■ DIRECTIONS FOR THIS TASK:
Retype the line in which "santa hat shown in this photo?" appears, then every line after it until the records end. Leave out the pictures.

───── DATA FOR THE TASK

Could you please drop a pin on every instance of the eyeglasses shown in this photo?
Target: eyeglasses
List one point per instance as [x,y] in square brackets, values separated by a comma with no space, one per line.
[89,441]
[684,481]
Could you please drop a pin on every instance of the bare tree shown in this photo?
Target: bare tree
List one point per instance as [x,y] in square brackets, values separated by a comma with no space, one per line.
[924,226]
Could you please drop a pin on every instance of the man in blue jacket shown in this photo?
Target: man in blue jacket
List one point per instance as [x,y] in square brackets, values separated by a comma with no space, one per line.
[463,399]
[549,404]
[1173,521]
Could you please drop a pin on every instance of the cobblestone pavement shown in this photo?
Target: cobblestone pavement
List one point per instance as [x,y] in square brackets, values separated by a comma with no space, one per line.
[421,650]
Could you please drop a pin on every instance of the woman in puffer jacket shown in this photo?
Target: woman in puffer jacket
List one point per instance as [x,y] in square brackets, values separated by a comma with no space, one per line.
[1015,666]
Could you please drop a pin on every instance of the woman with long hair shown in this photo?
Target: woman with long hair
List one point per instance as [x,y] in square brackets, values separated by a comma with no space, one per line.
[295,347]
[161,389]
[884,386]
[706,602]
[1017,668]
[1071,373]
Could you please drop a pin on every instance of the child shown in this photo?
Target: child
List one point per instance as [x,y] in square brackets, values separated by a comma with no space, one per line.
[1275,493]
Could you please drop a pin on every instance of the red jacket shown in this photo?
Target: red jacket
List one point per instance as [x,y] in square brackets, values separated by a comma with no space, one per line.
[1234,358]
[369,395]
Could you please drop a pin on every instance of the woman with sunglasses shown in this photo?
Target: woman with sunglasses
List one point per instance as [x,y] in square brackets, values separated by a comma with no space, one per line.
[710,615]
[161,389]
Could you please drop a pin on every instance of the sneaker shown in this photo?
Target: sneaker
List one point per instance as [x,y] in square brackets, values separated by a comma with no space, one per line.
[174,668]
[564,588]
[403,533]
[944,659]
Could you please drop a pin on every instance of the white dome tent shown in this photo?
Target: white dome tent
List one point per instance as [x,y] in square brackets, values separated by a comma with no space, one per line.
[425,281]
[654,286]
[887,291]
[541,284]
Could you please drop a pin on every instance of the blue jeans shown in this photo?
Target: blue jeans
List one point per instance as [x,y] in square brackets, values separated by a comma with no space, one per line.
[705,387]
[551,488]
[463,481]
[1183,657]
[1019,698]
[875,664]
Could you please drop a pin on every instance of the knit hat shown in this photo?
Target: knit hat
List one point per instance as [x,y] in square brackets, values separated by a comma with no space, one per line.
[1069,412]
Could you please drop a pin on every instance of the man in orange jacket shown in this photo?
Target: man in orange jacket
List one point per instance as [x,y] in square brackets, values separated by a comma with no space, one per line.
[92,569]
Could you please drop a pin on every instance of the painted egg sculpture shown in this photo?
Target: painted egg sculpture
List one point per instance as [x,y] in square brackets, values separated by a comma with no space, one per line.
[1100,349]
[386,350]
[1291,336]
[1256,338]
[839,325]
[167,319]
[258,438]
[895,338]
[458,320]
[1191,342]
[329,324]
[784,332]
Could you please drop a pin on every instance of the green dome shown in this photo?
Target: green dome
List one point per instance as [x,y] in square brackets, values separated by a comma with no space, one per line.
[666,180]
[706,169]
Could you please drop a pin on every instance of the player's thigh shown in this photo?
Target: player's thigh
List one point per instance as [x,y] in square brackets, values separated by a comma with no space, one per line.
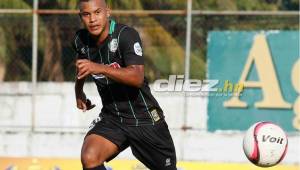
[97,148]
[153,146]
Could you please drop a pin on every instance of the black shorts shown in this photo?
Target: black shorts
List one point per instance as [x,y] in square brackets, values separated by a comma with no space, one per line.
[150,144]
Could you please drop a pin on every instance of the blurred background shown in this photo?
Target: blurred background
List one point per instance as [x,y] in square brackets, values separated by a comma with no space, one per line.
[201,39]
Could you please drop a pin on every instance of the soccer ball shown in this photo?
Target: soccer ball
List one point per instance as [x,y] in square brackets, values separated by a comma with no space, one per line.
[265,144]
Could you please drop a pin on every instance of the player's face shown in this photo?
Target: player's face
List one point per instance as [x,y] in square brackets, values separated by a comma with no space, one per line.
[94,15]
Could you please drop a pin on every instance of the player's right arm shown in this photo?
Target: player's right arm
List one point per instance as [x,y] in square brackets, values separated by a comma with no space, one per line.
[81,100]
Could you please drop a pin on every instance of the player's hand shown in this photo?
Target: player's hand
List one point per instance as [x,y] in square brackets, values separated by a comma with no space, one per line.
[87,67]
[83,103]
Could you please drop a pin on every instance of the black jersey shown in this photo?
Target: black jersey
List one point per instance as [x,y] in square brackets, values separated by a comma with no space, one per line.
[123,47]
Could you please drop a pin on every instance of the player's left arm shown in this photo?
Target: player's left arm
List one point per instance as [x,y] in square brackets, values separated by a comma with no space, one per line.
[132,75]
[131,51]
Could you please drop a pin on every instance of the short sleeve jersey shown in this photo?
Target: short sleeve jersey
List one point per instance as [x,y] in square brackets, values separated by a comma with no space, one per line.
[122,48]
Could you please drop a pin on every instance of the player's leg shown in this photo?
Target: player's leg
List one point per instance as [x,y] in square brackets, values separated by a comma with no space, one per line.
[95,150]
[153,146]
[102,143]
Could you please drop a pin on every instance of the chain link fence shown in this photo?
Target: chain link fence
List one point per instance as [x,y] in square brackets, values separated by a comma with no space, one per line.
[163,39]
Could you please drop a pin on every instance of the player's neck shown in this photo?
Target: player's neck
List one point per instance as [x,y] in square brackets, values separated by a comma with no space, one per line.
[102,37]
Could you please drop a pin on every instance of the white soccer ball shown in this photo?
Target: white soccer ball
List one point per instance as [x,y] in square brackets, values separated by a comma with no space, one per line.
[265,144]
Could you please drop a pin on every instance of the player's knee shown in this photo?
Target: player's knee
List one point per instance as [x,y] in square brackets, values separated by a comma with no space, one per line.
[91,159]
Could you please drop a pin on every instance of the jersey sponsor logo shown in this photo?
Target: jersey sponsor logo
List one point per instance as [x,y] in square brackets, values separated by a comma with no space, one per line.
[83,50]
[138,49]
[95,121]
[155,115]
[98,76]
[115,65]
[101,76]
[113,45]
[168,162]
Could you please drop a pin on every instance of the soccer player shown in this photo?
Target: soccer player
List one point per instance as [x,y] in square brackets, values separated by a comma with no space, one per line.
[131,117]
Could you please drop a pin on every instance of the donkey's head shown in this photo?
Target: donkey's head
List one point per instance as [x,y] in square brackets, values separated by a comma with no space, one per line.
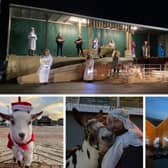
[20,121]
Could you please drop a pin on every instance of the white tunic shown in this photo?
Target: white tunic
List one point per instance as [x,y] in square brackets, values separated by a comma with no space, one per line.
[32,37]
[89,70]
[45,66]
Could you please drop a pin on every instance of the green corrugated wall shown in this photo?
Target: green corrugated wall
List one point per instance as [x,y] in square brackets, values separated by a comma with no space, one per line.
[21,28]
[19,33]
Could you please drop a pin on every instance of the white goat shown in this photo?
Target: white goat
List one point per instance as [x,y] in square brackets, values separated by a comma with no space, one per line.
[97,141]
[21,137]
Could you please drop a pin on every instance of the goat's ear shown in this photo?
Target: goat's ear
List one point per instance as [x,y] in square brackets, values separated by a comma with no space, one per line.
[6,116]
[35,116]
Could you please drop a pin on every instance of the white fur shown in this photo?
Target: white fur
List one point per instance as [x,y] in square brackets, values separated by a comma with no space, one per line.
[21,122]
[81,155]
[21,125]
[82,158]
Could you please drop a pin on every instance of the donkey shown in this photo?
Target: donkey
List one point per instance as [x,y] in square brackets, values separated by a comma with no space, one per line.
[96,142]
[21,137]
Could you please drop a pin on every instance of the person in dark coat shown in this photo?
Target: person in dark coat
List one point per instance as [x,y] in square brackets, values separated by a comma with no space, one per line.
[79,43]
[60,42]
[115,62]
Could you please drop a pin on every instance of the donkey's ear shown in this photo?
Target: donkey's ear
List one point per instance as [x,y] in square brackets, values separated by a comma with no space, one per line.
[35,116]
[6,116]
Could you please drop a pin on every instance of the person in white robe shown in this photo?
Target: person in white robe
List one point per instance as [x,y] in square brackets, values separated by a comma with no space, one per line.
[32,38]
[89,69]
[127,134]
[46,61]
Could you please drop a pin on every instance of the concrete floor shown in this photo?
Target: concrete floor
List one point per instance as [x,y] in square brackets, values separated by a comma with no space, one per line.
[103,87]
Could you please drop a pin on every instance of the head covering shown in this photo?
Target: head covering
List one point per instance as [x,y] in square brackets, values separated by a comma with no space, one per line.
[21,106]
[123,116]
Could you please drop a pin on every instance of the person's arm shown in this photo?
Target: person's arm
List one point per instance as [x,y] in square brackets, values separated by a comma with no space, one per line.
[113,155]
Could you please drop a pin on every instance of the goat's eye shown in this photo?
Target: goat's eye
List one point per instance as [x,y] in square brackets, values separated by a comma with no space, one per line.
[13,122]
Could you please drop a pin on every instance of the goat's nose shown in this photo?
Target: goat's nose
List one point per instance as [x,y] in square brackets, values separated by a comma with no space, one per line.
[22,135]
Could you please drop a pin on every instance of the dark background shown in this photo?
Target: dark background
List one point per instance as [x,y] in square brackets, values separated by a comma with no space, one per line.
[149,12]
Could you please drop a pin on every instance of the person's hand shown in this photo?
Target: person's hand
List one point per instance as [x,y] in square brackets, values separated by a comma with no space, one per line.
[137,131]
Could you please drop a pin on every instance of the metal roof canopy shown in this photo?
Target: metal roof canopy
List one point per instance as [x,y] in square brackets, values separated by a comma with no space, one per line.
[54,15]
[46,15]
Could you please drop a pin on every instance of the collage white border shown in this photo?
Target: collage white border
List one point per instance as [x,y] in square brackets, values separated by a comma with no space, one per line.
[93,95]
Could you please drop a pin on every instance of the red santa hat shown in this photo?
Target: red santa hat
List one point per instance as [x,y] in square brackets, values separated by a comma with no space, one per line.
[21,106]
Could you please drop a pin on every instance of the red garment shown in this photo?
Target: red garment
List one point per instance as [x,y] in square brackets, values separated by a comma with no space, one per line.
[22,146]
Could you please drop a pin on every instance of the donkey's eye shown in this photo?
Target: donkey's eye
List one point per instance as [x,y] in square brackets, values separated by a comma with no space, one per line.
[13,122]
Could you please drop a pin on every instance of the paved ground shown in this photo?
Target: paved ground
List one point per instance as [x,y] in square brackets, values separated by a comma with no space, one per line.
[103,87]
[48,150]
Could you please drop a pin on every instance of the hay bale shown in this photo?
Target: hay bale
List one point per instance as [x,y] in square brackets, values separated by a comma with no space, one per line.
[62,74]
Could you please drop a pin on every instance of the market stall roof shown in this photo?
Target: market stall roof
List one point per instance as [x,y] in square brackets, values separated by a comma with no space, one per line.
[34,13]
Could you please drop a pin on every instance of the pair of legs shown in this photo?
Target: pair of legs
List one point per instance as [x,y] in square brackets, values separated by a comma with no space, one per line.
[31,52]
[80,50]
[59,49]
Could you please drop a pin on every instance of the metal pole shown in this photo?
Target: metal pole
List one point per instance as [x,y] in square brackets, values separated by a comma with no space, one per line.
[46,32]
[9,31]
[118,102]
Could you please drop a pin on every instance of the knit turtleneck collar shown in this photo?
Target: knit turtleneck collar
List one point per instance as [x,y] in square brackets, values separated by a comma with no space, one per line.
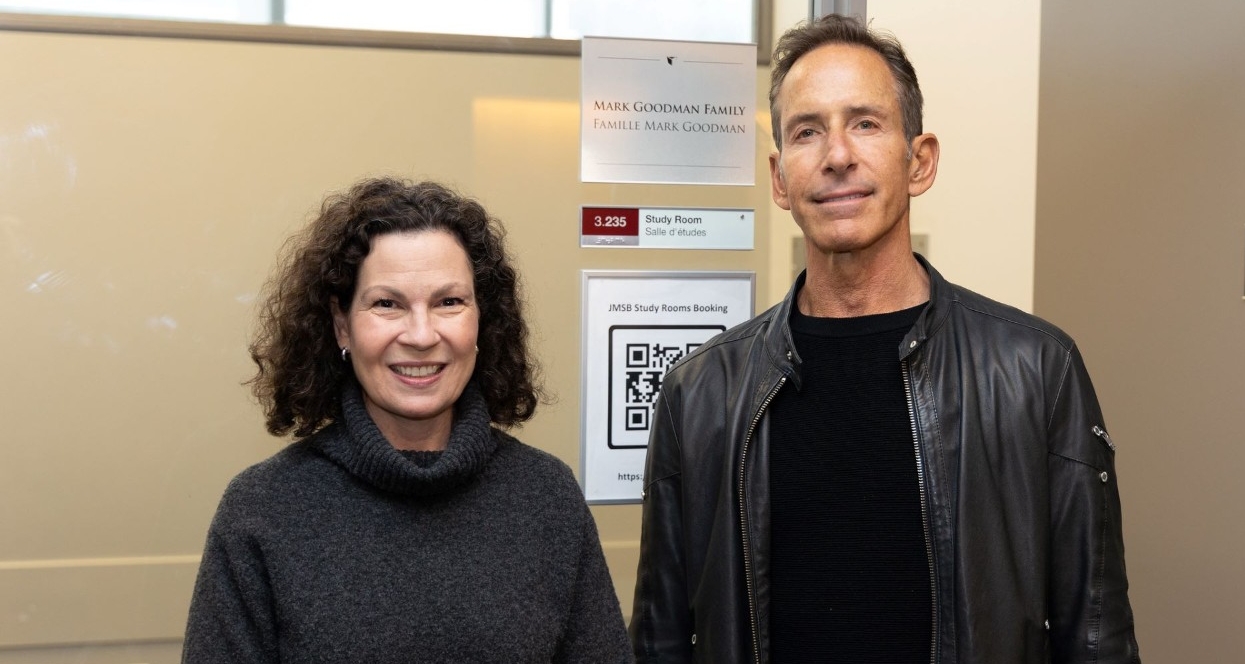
[357,445]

──────────

■ RESPONSE TO THIS EXERCISE:
Could you please drop a pin on every instance of the red santa hat shown in this photo?
Target: red santa hat
List one point per instance as [x,y] in square brackets, values separated by a comma with no space, one per line.
[21,106]
Could you please drop a pin on every instance of the red garment shown in this photo?
Target: red garment
List one point per instance as [x,y] in square brackets, values separated by a comma with no space, one per line.
[22,146]
Could you please drop a pin on every instance of the donkey's eye shown in this photo?
Target: donkey's eye
List one point per instance as [x,y] in square brackets, values separated by a comma with no space, one per line.
[13,122]
Could you please drop a pin on every instance of the paved ground shown in this photo?
Target: paved ground
List one point per instance as [x,y] in square brackets, values separated by a comma with no space, one per line.
[103,87]
[48,150]
Could you please drop a pin on every instance of the hay bale shown in this photo?
Target: hay bale
List one point per instance as [x,y] in square brackets, values separated by a comma with no space, one per line.
[62,74]
Could you please drop a pin on every instance of the market stall roof shown in this photo?
Target: market stall roof
List one point per instance as [x,y] in square brackets, values separated by a comma with no space, one per line.
[34,13]
Could you please drop a pin on every instance of the pair of legs shown in this photo?
Target: pair of legs
List one point per instance as [x,y] in square brackets, values separated by a comma with no space, one per line.
[31,52]
[80,50]
[59,49]
Could you please drop a pin on every instance of the metal pole shown in this photo?
Target: metal pole
List one point per instance as [x,y] in square brackets, values separated by a comma with no space, one per line.
[46,32]
[9,31]
[118,102]
Could you please drop a pin on every instance of the knit turtleneck collar shown in this photo?
Target: knit turtleneck collar
List one point per instance as [x,y] in square brackets, values separated by a comma with no space, one per line.
[357,445]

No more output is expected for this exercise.